**Work to complete:**
Each entry in the listing must be set down again word for word.
□ □ □ □ □ □ □
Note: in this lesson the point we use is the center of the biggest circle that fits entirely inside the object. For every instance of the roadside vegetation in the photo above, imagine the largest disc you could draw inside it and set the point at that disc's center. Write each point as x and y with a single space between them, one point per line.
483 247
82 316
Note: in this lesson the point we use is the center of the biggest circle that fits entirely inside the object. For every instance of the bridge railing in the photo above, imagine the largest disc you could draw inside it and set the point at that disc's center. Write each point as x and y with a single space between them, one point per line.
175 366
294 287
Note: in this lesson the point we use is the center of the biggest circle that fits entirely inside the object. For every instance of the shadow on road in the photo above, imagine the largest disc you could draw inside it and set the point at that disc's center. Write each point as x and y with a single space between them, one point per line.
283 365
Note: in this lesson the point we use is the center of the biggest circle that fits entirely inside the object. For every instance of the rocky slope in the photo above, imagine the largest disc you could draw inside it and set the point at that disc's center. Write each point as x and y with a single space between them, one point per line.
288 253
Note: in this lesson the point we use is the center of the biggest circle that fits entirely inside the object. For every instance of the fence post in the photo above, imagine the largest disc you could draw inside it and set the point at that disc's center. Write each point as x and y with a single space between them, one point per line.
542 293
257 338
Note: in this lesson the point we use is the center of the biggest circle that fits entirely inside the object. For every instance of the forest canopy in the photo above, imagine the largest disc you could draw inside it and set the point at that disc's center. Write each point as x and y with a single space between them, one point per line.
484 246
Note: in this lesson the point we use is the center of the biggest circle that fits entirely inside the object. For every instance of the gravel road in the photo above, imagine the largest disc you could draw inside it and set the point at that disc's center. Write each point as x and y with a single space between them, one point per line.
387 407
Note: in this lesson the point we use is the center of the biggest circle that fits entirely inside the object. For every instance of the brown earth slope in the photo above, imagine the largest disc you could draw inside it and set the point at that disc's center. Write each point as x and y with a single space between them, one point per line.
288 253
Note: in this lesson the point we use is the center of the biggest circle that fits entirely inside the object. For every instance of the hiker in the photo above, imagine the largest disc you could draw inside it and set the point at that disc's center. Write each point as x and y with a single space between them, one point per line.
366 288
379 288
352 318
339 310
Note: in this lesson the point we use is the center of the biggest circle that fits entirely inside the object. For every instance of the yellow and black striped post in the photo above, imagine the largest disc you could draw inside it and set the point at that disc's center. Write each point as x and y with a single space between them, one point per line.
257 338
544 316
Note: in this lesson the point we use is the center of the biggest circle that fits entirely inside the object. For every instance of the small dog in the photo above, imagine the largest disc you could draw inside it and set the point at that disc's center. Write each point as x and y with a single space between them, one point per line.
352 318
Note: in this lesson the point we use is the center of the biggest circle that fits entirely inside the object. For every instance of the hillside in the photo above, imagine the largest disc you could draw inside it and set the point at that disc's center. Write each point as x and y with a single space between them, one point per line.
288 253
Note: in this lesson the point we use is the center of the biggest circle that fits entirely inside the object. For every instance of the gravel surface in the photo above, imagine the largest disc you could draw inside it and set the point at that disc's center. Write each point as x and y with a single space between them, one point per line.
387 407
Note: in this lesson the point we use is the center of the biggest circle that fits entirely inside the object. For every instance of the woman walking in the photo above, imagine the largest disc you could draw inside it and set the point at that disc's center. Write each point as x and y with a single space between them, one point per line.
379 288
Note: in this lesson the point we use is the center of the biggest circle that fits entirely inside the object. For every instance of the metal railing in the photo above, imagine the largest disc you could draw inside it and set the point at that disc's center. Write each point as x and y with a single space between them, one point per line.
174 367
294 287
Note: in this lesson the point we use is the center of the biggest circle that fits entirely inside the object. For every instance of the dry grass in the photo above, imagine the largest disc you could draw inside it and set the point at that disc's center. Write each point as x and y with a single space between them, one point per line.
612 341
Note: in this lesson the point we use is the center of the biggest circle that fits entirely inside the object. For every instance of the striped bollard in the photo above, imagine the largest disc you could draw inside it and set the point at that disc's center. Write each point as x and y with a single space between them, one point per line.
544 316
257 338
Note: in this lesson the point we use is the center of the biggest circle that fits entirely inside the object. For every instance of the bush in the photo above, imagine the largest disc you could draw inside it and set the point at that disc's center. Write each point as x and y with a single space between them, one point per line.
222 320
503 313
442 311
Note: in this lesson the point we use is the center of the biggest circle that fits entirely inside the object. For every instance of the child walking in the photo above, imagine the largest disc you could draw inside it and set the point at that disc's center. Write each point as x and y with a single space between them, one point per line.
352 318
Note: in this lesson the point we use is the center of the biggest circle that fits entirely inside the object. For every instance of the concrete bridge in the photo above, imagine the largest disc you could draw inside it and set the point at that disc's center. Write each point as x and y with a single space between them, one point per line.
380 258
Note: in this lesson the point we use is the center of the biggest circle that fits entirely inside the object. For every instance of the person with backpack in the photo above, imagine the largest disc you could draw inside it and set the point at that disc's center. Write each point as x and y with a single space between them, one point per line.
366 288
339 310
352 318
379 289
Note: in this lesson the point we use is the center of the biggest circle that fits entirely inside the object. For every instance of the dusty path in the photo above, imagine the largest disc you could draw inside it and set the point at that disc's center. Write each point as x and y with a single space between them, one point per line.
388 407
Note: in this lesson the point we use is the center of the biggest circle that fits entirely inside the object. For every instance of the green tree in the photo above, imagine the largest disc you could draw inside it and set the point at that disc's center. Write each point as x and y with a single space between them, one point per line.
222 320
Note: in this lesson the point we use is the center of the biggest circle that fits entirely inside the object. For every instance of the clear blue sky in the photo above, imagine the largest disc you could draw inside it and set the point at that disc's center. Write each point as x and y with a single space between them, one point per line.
□ □ □ □ □ □ □
**Exercise answer:**
Note: in this lesson the point we use is the center of the biggest circle that fits entirely inside the object. For every instance of the roadside vegetation in the photo above, imagine the largest disc you could draw inside it and set the point at that disc's center. Write each point as x and y with a single space between them, one point per line.
483 247
82 316
Note: in this lesson the point we use is the center of the biggest circle that fits entirely inside the object. For every instance of the bridge railing in the photo above, imagine the largest disc you could draw inside it and set the point at that disc's center. Write each point as x and y with a single space between them, one point per line.
175 366
294 287
Note: in this lesson the point we use is the center of the biggest circle that fits entirely inside the object. For every instance of the shadow on road in the photo above, imagine the largest disc you could draw inside it and set the point at that disc's center. Write each point as x and y with a single space between them, one point per line.
283 365
Note: in this lesson the point we use is the center of the biggest circle that fits entirely inside the object. For every instance of the rocky slope in the photo above, imagine the largest disc you could draw inside it and set the point at that disc's center. Write each point as x and y with a single space between them, one point per line.
288 253
Note: in this lesson the point we use is the center of the biggest circle that fits entirely inside the object. For every instance of the fence post in the photo above, imagine the largest disc you could draw inside it and set the point at that disc's center. Write each point as x and y with a single space between them, one point per line.
542 293
257 338
Note: in this lesson the point we use is the center of the biggest circle that fits entirely inside the object. For every instance of the forest canopy in the photo above, imagine the largest disc you could draw inside it and set the point at that disc's center. Write each point as x and y with a single space between them, one point per line.
484 246
Note: in this lesson the point we use is the center of the biggest circle that fits entirely inside the object. For every instance of the gravel road in the photo above, imagine the largest disc you could draw inside it and set the point at that disc's center. Write each point as x and y with a single space between them, one point per line.
387 407
Note: in this lesson the point we use is the center of the biggest circle that fits entirely inside the object. For every instance of the brown earth slope in the photo above, imagine the largest disc you could draw inside it and set the point at that disc's center. Write each point as x and y with a single space between them, one point per line.
288 253
Note: in this lesson the point we use is the center of the biggest circle that fits entirely inside the object. For every instance of the hiker in the photo above, imagine the largest disc you could draw inside it and set the point at that disc's center. Write each point as x and y with a single space between them, one point per line.
366 288
379 288
352 318
339 310
Note: in this lesson the point we use is the center of the biggest circle that fits entirely inside the object. For every instance of the yellow and black striped post in the photo above, imagine the largest disc you could draw inside it and set the point at that disc's center. Write each point as x and y with a single space between them, one point per line.
257 338
544 316
Note: in this lesson the point we use is the center of the biggest circle that fits entirely inside the object. For every instance of the small dog in the photo above, imagine the largest disc you could draw inside it and set the point at that disc's center. Write each point as x and y with a single space between them, one point per line.
352 318
Note: in this lesson the point we use is the center of the biggest circle that fits entirely inside the object. For every instance of the hillside in the photo above, imagine the largest disc you could draw inside it and set the point at that disc's center. Write each point as x and y with a single space between them, one point per line.
288 253
Note: in this lesson the point we use is the center of the biggest circle that fits entirely inside the object. For every instance of the gravel surface in the photo above, imagine the largest disc you could draw inside it and set the point at that disc's center. Write each point as x and y with a single space between them, one point per line.
387 407
Note: in this lesson the point we use is the center of the biggest circle that fits entirely inside the object. For every instance of the woman walking in the photo above, imagine the largest disc you could draw inside it and set the point at that disc's center. Write each point as x and y with a single space between them, one point per line.
379 288
Note: in this lesson the point we use is the center of the biggest circle that fits entirely inside the object. For every instance of the metal railing in the photo above, imagine the largest disc you could draw inside it and set the point at that disc's center. Write each point as x and y with a single space between them, one point per line.
174 367
294 287
Note: in this lesson the point we use is the center of the biggest circle that fits entirely inside the object. For every instance of the dry grass in the photo above, imagine the largest disc you could draw inside it and set the point at that disc's center. Write each point as x and y with a single space between them, one point per line.
612 341
Note: in this lesson the point we use is the center of the biggest circle that fits entirely inside the object. For every instance of the striped bollard in the photo above, imagine the largest disc you could draw inside it and set the point at that disc's center. Write each point as x and y with a single space between them, one point per line.
544 316
257 338
Note: in this lesson the point we use is the center of the biggest circle that fits entirely inside the object. For every instance of the bush in the photo above, imagine the largest disc you could draw inside it and set the point at that disc's center. Write each point as x and y with a single space between them, one point per line.
222 320
503 313
442 311
Note: in this lesson the point we use is the center of the biggest circle that fits entirely inside the object. For every instance of the child walking in the photo above, imagine the largest disc you could draw inside it and set the point at that disc's center. Write each point as x and y with a single space between them, one point per line.
352 318
Note: in this lesson the point we use is the center of the biggest circle that fits entirely inside the object. For every instance of the concrete bridge in the photo above, imagine the largest disc you could draw inside it and set the point at that disc's center. Write each point as x and y with a single space between them, one point per line.
380 258
Note: in this lesson the point we use is the center of the biggest circle that fits entirely inside the object. For every instance of the person with backpack in the photo above, imagine the largest disc you could draw inside it and set the point at that disc's center. Write each point as x and y with a single space between them, one point per line.
366 288
339 310
352 318
379 289
Note: in this lesson the point we use is the center of the biggest circle that fits entirely inside the object. For every instance of the dusty path in the photo above, imagine the largest disc you could draw inside it and set the point at that disc's center. Write each point as x and y with a single space between them, one point per line.
388 407
Note: in this lesson the point we use is the center of the biggest circle that fits entirely inside the object. For every instance of the green tree in the photo above, imagine the largest disc you could draw inside it and set the point at that disc's center. Write each point as x and y with a single space between them, one point per line.
222 320
Note: in this lesson the point we use is the center of the biggest circle that fits entirely inside the object. For every instance of the clear blue sky in the photo above, imagine the largest disc you could draw inside it and set the point at that disc's center. Write each point as x and y with a single space between them, one point per line.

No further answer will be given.